Description of the task: All of the data that appears below is to be given again precisely as written.

* * *

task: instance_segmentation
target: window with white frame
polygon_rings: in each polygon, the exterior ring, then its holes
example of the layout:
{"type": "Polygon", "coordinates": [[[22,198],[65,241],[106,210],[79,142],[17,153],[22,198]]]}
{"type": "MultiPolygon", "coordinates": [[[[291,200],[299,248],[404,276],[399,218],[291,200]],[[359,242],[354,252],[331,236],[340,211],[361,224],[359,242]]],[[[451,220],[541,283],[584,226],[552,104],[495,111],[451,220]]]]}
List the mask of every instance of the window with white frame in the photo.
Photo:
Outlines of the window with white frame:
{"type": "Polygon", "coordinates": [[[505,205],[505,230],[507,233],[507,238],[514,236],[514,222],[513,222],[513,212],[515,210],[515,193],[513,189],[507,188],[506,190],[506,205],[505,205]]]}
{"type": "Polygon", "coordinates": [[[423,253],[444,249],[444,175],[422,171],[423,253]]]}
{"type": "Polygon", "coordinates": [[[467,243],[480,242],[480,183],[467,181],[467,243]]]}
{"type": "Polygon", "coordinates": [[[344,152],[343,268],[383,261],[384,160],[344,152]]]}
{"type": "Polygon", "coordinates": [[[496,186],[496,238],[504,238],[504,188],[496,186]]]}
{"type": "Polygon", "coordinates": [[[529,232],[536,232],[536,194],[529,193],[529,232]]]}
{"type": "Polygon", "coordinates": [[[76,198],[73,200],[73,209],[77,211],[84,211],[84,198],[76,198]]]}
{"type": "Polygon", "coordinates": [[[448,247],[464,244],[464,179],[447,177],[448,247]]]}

* * *

Output for this exercise:
task: instance_segmentation
target: window with white frame
polygon_rings: in each polygon, the exterior ring, then its holes
example of the layout:
{"type": "Polygon", "coordinates": [[[22,198],[65,241],[106,210],[79,142],[17,153],[22,198]]]}
{"type": "MultiPolygon", "coordinates": [[[[291,200],[299,248],[404,276],[399,218],[291,200]],[[359,242],[354,252],[331,236],[340,211],[361,224],[359,242]]],[[[451,220],[541,283],[584,226],[552,104],[495,111],[451,220]]]]}
List the mask of every instance of the window with white frame in the photo.
Photo:
Outlines of the window with white frame:
{"type": "Polygon", "coordinates": [[[505,205],[505,230],[507,233],[507,238],[514,236],[514,222],[513,222],[513,212],[515,210],[515,193],[513,189],[507,188],[506,190],[506,205],[505,205]]]}
{"type": "Polygon", "coordinates": [[[423,253],[444,249],[444,175],[422,171],[423,253]]]}
{"type": "Polygon", "coordinates": [[[467,243],[480,242],[480,183],[467,181],[467,243]]]}
{"type": "Polygon", "coordinates": [[[344,152],[343,268],[383,261],[384,160],[344,152]]]}
{"type": "Polygon", "coordinates": [[[496,186],[496,238],[504,238],[504,188],[496,186]]]}
{"type": "Polygon", "coordinates": [[[529,232],[536,232],[536,194],[529,193],[529,232]]]}
{"type": "Polygon", "coordinates": [[[76,198],[73,200],[73,209],[77,211],[84,211],[84,198],[76,198]]]}
{"type": "Polygon", "coordinates": [[[448,247],[464,244],[464,179],[447,177],[448,247]]]}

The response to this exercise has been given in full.